## [What to do]
Verbatim output of all the material below is required.

⟨

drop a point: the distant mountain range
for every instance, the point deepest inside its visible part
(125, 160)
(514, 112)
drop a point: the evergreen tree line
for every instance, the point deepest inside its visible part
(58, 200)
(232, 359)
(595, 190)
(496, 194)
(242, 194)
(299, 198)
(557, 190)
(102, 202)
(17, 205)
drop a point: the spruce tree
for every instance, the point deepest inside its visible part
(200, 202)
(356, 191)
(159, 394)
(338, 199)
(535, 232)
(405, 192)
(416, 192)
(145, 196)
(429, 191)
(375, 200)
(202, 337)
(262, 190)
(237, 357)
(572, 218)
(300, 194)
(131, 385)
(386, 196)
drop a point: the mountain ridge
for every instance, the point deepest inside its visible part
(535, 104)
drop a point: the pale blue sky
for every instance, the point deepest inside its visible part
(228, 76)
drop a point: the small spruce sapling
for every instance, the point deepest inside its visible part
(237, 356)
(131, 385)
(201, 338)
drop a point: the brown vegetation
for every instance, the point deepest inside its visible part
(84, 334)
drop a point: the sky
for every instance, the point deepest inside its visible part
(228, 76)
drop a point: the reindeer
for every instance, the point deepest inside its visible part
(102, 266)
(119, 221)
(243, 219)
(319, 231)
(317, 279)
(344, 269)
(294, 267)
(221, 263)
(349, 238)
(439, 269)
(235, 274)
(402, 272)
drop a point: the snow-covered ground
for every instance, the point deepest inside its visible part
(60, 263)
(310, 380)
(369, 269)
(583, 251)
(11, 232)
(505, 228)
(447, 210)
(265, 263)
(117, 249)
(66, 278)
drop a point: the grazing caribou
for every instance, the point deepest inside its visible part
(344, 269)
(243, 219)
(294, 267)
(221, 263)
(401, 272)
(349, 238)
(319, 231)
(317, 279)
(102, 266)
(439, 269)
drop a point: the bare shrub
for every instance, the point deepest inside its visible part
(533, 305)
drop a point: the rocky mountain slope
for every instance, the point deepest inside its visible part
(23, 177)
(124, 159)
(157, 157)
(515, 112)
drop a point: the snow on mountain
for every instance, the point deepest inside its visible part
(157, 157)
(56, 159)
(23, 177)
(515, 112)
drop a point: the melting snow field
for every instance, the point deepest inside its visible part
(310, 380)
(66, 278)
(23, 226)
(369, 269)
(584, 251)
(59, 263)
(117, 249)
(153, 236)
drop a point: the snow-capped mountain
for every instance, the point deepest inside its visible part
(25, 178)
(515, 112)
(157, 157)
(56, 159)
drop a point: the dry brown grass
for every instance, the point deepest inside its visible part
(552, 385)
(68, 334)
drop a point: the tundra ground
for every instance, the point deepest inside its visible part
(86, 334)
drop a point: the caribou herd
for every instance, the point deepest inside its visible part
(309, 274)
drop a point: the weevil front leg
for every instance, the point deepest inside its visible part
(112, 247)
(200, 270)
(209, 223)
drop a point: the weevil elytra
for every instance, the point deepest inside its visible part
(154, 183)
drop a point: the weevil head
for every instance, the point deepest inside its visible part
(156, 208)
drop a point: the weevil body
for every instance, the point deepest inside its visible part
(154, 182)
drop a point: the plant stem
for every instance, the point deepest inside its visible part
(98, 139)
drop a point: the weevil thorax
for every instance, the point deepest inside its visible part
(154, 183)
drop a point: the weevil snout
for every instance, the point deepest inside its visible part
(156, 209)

⟩

## [The completed task]
drop a point: the distant mountain range
for every instance, the point deepest inside its visible part
(125, 160)
(514, 112)
drop a point: the evergreen tree line
for every instance, the point deepest inside its visible part
(58, 200)
(232, 359)
(595, 190)
(496, 194)
(242, 194)
(299, 198)
(557, 190)
(102, 202)
(17, 205)
drop a point: the spruce tree
for every instance, the point deepest inside its visible part
(200, 202)
(356, 191)
(159, 394)
(338, 199)
(535, 232)
(405, 192)
(416, 192)
(145, 196)
(429, 191)
(375, 200)
(202, 337)
(262, 190)
(237, 357)
(572, 218)
(300, 194)
(131, 385)
(386, 196)
drop a point: the mountain ridge
for every instance, the point deepest inside its visible part
(535, 104)
drop a point: the pale blue sky
for every instance, the point deepest inside its visible part
(228, 76)
drop a point: the small spruce sapling
for every instance, the point deepest inside its visible part
(237, 356)
(131, 385)
(201, 338)
drop a point: the brown vegetation
for every instance, the point deepest inside its visible part
(84, 334)
drop a point: the sky
for every instance, the point deepest inside its visible part
(228, 76)
drop a point: the reindeer
for every instance, the point deepest inside its visible part
(102, 266)
(119, 221)
(243, 219)
(319, 231)
(317, 279)
(344, 269)
(294, 267)
(221, 263)
(349, 238)
(439, 269)
(235, 274)
(402, 272)
drop a point: the snow-covered ground
for every instance, the point deepest inside its visible part
(60, 263)
(310, 380)
(369, 269)
(583, 251)
(11, 232)
(505, 228)
(447, 210)
(265, 263)
(117, 249)
(66, 278)
drop a point: the grazing caribou
for every instance, the point deepest inside its visible part
(344, 269)
(243, 219)
(294, 267)
(221, 263)
(401, 272)
(349, 238)
(319, 231)
(317, 279)
(102, 266)
(439, 269)
drop a point: the bare shrub
for every instance, the point deepest inside its visible part
(533, 305)
drop a point: the rocky mountain slope
for every instance, the point deepest inside its visible part
(23, 177)
(124, 159)
(157, 157)
(515, 112)
drop a point: the snow on mountain
for every instance, the point deepest inside its visible part
(157, 157)
(56, 159)
(23, 177)
(515, 112)
drop a point: the melting snow field
for every instance, the point deepest inside its visible part
(310, 380)
(66, 278)
(23, 226)
(369, 269)
(584, 251)
(59, 263)
(117, 249)
(153, 236)
drop a point: the snow-capped mountain
for every instance, the point deepest inside its visible part
(25, 178)
(515, 112)
(157, 157)
(56, 159)
drop a point: the dry brown grass
for every instance, the point deepest inside its visible part
(552, 385)
(68, 334)
drop a point: the tundra ground
for every instance, the point deepest inside its visible part
(86, 334)
drop a point: the caribou herd
for every instance, the point deepest inside its visible part
(309, 274)
drop a point: the weevil front leg
for every instance, the point deepest inside its visible part
(112, 247)
(200, 270)
(209, 223)
drop a point: the weevil elytra
for every instance, the point deepest inside its visible part
(154, 183)
drop a point: the weevil head
for every instance, the point deepest inside its visible part
(156, 208)
drop a point: the weevil body
for every instance, the point deepest inside its visible part
(154, 182)
drop a point: the plant stem
for every instance, the point deepest inside its visible part
(98, 139)
drop a point: the weevil thorax
for every instance, the point deepest inside its visible part
(154, 183)
drop a point: the weevil snout
for every instance, the point deepest inside its visible part
(156, 209)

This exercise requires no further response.